[Dataset entries]
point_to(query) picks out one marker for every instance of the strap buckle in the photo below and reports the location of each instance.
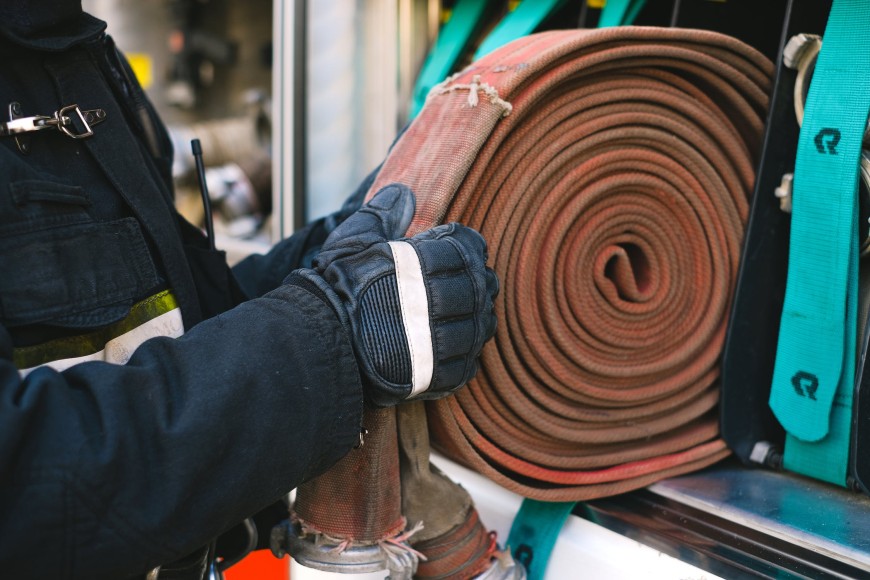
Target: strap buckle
(70, 120)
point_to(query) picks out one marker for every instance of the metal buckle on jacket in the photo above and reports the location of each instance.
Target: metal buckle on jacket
(69, 120)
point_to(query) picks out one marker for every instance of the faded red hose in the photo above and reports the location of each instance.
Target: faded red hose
(609, 171)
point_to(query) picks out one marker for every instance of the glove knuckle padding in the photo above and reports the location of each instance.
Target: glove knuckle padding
(420, 309)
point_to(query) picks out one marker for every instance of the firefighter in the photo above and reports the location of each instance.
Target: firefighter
(151, 398)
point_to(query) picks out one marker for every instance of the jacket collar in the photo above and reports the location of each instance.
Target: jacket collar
(50, 25)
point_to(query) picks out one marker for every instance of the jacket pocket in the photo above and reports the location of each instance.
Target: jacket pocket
(35, 204)
(78, 276)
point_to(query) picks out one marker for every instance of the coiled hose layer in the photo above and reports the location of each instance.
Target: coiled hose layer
(609, 171)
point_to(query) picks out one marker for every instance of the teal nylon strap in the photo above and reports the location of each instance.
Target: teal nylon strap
(523, 20)
(534, 531)
(452, 40)
(619, 12)
(813, 379)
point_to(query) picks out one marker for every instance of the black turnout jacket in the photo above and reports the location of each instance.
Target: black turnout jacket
(107, 470)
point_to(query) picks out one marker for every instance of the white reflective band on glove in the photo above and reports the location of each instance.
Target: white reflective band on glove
(415, 314)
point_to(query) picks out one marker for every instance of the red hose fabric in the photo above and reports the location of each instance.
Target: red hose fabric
(609, 171)
(358, 501)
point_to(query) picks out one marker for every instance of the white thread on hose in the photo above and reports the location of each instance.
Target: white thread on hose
(473, 88)
(415, 314)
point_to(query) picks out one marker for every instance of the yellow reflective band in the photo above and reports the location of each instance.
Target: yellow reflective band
(157, 315)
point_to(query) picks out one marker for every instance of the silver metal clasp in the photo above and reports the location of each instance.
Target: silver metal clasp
(70, 120)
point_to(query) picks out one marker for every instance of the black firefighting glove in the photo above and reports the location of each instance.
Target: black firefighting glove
(419, 309)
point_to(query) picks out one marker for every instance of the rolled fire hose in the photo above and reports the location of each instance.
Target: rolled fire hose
(609, 171)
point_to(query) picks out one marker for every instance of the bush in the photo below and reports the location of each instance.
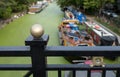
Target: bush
(5, 12)
(19, 8)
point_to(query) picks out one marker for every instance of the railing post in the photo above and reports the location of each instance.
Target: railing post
(37, 45)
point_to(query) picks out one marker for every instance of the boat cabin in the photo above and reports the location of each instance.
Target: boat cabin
(100, 35)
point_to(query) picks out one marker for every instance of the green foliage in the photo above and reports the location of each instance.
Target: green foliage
(9, 6)
(5, 12)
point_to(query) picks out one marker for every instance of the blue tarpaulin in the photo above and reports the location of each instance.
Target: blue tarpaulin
(81, 17)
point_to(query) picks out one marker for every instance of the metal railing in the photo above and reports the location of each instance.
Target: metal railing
(38, 50)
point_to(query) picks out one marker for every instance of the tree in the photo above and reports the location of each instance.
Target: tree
(91, 5)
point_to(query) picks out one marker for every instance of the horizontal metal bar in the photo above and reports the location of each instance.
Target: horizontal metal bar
(81, 67)
(82, 51)
(15, 51)
(15, 67)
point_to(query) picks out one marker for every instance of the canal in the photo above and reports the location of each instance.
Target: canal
(15, 33)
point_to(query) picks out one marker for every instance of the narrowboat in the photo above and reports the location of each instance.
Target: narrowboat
(70, 35)
(101, 36)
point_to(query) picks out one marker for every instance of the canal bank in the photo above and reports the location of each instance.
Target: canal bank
(15, 33)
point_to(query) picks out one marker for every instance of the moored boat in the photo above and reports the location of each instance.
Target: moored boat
(70, 35)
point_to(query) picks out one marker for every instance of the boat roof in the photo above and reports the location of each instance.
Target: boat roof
(98, 29)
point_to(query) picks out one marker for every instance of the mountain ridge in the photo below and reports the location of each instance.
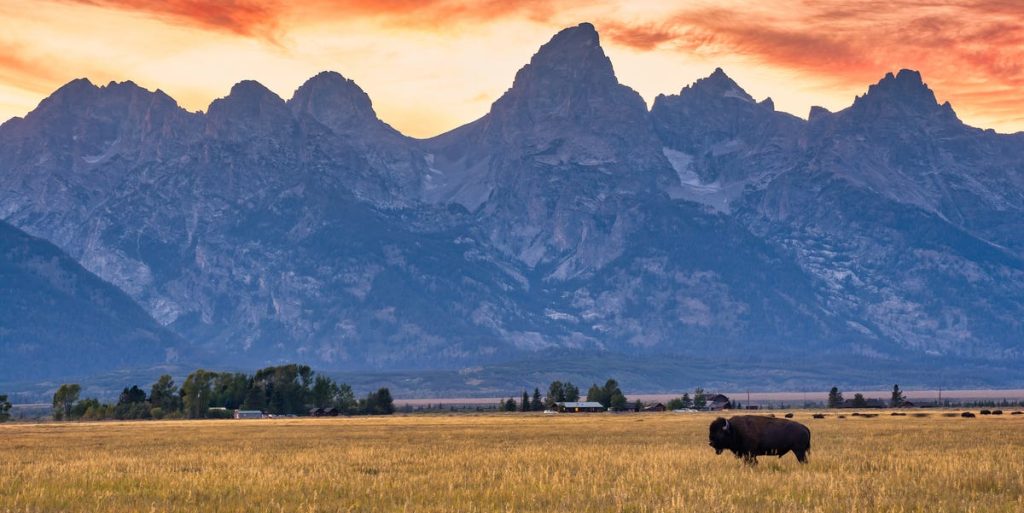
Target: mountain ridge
(568, 218)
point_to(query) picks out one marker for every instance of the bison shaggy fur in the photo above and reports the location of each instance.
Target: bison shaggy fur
(749, 436)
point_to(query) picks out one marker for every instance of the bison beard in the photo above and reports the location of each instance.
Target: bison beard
(750, 436)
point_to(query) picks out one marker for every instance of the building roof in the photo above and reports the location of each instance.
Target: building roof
(588, 403)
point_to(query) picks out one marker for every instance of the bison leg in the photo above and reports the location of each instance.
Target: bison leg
(801, 455)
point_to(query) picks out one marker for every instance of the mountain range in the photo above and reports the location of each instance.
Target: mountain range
(570, 230)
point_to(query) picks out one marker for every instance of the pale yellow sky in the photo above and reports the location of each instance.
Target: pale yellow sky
(430, 66)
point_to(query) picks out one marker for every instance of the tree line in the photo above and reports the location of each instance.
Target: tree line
(5, 407)
(896, 399)
(291, 389)
(609, 395)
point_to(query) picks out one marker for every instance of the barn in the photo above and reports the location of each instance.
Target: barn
(718, 402)
(579, 408)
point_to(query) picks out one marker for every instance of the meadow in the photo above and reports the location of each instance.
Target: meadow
(508, 462)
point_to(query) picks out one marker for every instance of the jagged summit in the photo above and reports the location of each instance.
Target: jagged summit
(335, 101)
(905, 88)
(573, 56)
(718, 84)
(250, 108)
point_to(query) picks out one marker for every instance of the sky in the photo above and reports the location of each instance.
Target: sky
(430, 66)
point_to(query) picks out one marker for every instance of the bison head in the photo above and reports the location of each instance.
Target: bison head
(721, 435)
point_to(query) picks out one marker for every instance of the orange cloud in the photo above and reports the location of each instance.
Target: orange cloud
(957, 45)
(244, 17)
(266, 18)
(22, 70)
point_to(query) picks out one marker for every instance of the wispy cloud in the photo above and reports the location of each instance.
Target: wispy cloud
(972, 52)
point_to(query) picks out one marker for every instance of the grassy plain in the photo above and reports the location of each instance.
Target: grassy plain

§ WHAT IS ASKED: Reproduce the listing from the line containing "the bison head" through the end of the listing, keeping every request line, and offset each point coordinate in the answers by adding 86 to both the x and the y value.

§ SOLUTION FOR THIS EXERCISE:
point_to(query) picks out one marker for every instance of the bison head in the photo above and reports the location of each instance.
Target: bison head
(807, 521)
point_to(query) picks out one marker for every instance of the orange cloud in the photo above and reports the location of each instance.
Target: orange cloud
(1043, 131)
(330, 103)
(352, 104)
(108, 156)
point_to(query) picks out one marker for every instance of the wispy cloud in the photo above and reports the location of each instance.
Target: wispy cloud
(1058, 138)
point_to(query) picks out one marker for every instance of the grassy plain in the photo above and reports the location of each instance.
Target: grassy plain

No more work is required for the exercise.